* start *

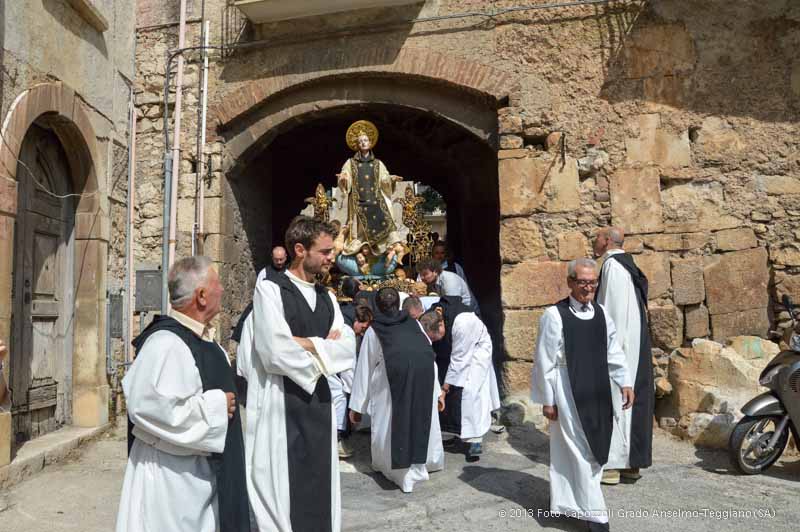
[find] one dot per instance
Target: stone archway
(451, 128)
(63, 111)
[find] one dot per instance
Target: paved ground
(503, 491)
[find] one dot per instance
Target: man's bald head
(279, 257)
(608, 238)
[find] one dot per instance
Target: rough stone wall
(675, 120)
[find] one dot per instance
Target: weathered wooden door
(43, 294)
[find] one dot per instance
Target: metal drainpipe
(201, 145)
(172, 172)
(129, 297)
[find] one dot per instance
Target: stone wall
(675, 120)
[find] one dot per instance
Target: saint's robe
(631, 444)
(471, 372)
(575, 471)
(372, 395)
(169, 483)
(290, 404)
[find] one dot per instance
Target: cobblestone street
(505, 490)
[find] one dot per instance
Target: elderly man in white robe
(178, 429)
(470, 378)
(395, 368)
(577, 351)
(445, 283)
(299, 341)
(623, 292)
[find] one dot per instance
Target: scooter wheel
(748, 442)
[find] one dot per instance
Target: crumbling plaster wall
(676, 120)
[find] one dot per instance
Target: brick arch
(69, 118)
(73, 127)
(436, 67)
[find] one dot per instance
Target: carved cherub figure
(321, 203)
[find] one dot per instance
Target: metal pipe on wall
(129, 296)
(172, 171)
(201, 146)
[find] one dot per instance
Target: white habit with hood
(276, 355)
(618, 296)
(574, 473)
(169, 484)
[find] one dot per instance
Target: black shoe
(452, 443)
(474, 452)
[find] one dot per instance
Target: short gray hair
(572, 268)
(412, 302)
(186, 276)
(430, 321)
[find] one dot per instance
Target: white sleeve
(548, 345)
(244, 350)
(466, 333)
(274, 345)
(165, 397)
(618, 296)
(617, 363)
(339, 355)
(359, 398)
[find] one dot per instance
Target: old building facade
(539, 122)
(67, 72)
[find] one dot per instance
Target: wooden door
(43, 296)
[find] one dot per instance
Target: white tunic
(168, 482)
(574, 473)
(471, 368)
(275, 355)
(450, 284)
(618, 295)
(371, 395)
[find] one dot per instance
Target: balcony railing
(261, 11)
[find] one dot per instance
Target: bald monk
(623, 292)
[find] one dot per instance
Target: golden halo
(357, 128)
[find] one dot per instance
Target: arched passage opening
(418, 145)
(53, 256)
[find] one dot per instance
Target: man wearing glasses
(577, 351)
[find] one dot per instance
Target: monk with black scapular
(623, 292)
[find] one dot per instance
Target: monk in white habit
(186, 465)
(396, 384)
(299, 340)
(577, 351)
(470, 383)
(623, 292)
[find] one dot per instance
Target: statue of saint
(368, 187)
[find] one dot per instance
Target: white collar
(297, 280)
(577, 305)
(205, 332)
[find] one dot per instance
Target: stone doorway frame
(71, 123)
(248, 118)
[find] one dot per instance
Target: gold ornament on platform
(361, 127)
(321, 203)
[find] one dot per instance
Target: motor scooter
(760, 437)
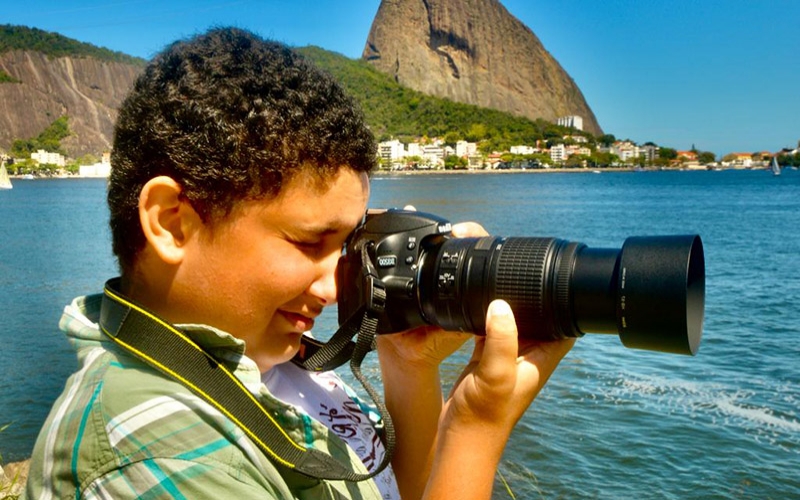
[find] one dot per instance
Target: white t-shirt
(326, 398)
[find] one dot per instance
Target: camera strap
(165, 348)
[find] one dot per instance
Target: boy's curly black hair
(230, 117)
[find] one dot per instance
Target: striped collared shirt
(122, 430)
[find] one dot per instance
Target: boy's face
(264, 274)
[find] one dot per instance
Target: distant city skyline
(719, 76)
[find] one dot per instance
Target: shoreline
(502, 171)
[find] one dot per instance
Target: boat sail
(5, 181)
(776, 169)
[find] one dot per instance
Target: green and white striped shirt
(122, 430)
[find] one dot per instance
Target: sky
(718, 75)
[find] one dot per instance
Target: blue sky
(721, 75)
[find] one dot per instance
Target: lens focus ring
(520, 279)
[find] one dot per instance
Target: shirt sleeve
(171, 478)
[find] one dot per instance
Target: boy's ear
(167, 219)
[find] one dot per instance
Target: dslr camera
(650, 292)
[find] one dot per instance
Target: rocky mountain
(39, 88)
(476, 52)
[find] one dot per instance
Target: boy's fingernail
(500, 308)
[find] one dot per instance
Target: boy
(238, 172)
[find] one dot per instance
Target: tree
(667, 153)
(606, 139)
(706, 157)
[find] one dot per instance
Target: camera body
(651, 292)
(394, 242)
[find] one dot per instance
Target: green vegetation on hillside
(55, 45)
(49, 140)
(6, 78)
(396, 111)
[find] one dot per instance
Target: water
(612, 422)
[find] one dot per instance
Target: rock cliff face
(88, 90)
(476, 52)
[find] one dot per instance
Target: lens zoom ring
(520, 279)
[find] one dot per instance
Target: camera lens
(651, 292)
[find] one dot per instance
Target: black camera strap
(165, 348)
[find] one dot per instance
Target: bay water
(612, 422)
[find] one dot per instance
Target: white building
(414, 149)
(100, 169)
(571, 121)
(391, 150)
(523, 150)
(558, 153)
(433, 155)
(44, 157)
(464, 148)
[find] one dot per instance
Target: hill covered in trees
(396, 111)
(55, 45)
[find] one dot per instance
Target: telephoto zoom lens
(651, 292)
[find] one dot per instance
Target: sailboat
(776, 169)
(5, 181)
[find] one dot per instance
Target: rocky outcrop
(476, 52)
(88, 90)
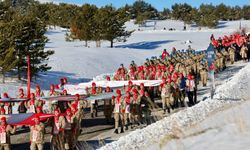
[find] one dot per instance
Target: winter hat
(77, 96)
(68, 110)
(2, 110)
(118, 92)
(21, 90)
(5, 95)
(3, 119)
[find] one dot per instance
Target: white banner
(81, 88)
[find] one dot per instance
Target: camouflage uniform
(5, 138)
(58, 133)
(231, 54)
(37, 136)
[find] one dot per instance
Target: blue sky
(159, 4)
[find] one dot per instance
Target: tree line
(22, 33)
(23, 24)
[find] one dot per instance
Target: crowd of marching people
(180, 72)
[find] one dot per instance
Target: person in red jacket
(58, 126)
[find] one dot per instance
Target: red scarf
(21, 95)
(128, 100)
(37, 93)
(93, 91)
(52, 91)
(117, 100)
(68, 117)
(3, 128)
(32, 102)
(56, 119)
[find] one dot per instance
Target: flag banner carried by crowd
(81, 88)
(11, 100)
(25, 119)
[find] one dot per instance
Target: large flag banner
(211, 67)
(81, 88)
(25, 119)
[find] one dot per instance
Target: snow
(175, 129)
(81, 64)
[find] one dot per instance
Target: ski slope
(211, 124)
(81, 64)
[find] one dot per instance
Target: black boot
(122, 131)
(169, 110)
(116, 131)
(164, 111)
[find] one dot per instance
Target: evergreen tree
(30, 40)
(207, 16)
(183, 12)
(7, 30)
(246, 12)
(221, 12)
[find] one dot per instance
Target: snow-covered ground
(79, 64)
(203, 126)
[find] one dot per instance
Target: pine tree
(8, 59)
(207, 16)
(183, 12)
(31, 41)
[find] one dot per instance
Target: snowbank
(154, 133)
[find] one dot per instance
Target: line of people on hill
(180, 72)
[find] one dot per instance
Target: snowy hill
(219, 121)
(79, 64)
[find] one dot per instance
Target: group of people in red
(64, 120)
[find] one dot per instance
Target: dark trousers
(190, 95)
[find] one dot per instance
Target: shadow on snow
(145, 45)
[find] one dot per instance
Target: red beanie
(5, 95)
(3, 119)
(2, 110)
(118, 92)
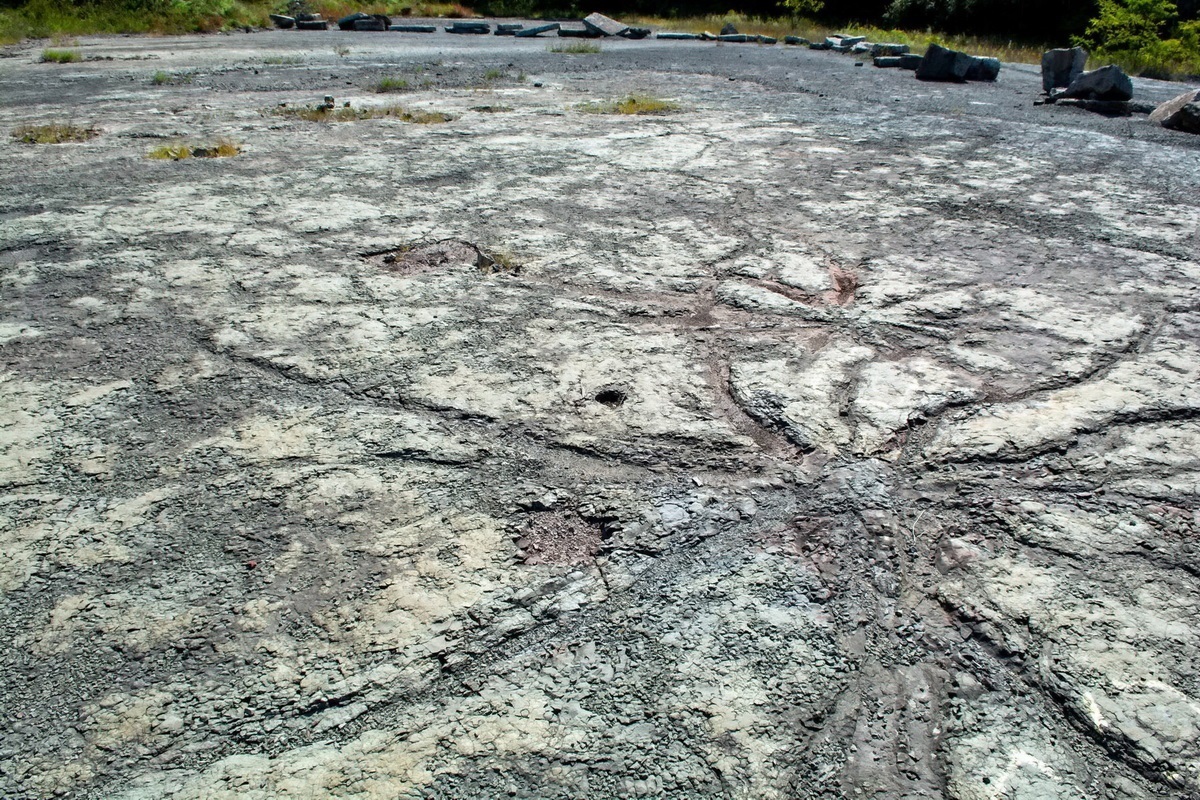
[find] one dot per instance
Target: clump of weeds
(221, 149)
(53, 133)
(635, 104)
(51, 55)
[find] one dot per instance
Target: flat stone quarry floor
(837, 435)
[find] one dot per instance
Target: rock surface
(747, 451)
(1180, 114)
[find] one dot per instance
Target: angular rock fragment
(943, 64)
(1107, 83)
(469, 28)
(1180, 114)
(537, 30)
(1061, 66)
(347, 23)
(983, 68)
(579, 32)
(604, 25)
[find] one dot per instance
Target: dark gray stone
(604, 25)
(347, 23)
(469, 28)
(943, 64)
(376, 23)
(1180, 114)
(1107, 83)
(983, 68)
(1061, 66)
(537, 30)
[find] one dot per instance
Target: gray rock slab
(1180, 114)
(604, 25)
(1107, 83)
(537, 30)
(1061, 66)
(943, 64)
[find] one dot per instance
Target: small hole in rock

* end *

# [EXERCISE TASK]
Pick out each line in the records above that contains the word "covered", and copy those lines in order.

# [RESULT BELOW]
Target: hill covered in trees
Target: snow-covered ground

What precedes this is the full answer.